**POTONGAN TEKS**
○ ○ ○

Di Timur tengah itu khazanah dan turats (tradisi)-nya bagus dan sangat melimpah, tinggal melengkapi saja dengan khazanah Barat. Kalau yang dari Barat risikonya sangat tinggi. Bukan saja belajar turats, tapi juga frameworknya. Kerangka berfikir dan metodologinya yang bermasalah. Seperti metodolgi agama, mengikuti metodologi relativisme agama. Itu yang dikembangkan. Jelas ini beda. Sejumlah pemikiran liberal dari Timteng seperti Arkoun, Nasr Hamid, dan lainnya tidak begitu terkenal di sana. Tapi ketika masuk ke Indonesia kok jadi lain? Ya itu seperti pemikiran Kholil Abdul Kariem. Pemikiran Marxis itu tak begitu kencang di sana, iya.

○ ○ ○

**PERSYARATAN TUGAS**
1. Jawab pertanyaan berikut berdasarkan potongan teks tentang khazanah Timur Tengah dan Barat.
(a) Apa arti kata "turats" menurut teks?
(b) Apa yang disebut bermasalah ketika belajar dari Barat?
(c) Siapa saja pemikir liberal dari Timur Tengah yang disebut namanya?
2. Sunting bagian potongan teks yang dimulai dengan "Di Timur tengah" dan berlanjut sampai "di sana, iya.". Ganti "Barat" dengan "Eropa".

**DAFTAR BARIS**
○ ○ ○

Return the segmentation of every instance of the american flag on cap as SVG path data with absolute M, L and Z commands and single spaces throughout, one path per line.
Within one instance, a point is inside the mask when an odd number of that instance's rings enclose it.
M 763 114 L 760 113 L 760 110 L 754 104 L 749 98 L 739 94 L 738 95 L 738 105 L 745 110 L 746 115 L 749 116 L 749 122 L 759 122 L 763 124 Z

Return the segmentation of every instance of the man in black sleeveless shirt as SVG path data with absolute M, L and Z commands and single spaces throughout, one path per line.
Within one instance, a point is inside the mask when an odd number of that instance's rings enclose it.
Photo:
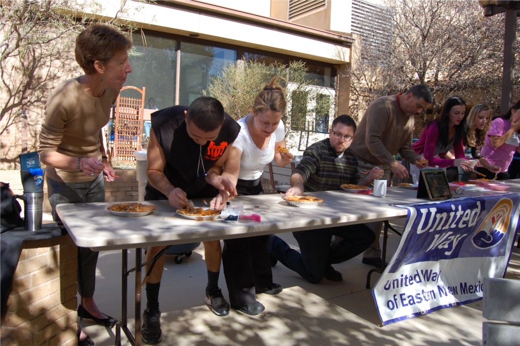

○ ○ ○

**PEMBAHASAN JAWABAN**
1.
(a) Tradisi.
(b) Kerangka berfikir dan metodologinya.
(c) Arkoun dan Nasr Hamid.

2.
Di Timur tengah itu khazanah dan turats (tradisi)-nya bagus dan sangat melimpah, tinggal melengkapi saja dengan khazanah Eropa. Kalau yang dari Eropa risikonya sangat tinggi. Bukan saja belajar turats, tapi juga frameworknya. Kerangka berfikir dan metodologinya yang bermasalah. Seperti metodolgi agama, mengikuti metodologi relativisme agama. Itu yang dikembangkan. Jelas ini beda. Sejumlah pemikiran liberal dari Timteng seperti Arkoun, Nasr Hamid, dan lainnya tidak begitu terkenal di sana. Tapi ketika masuk ke Indonesia kok jadi lain? Ya itu seperti pemikiran Kholil Abdul Kariem. Pemikiran Marxis itu tak begitu kencang di sana, iya.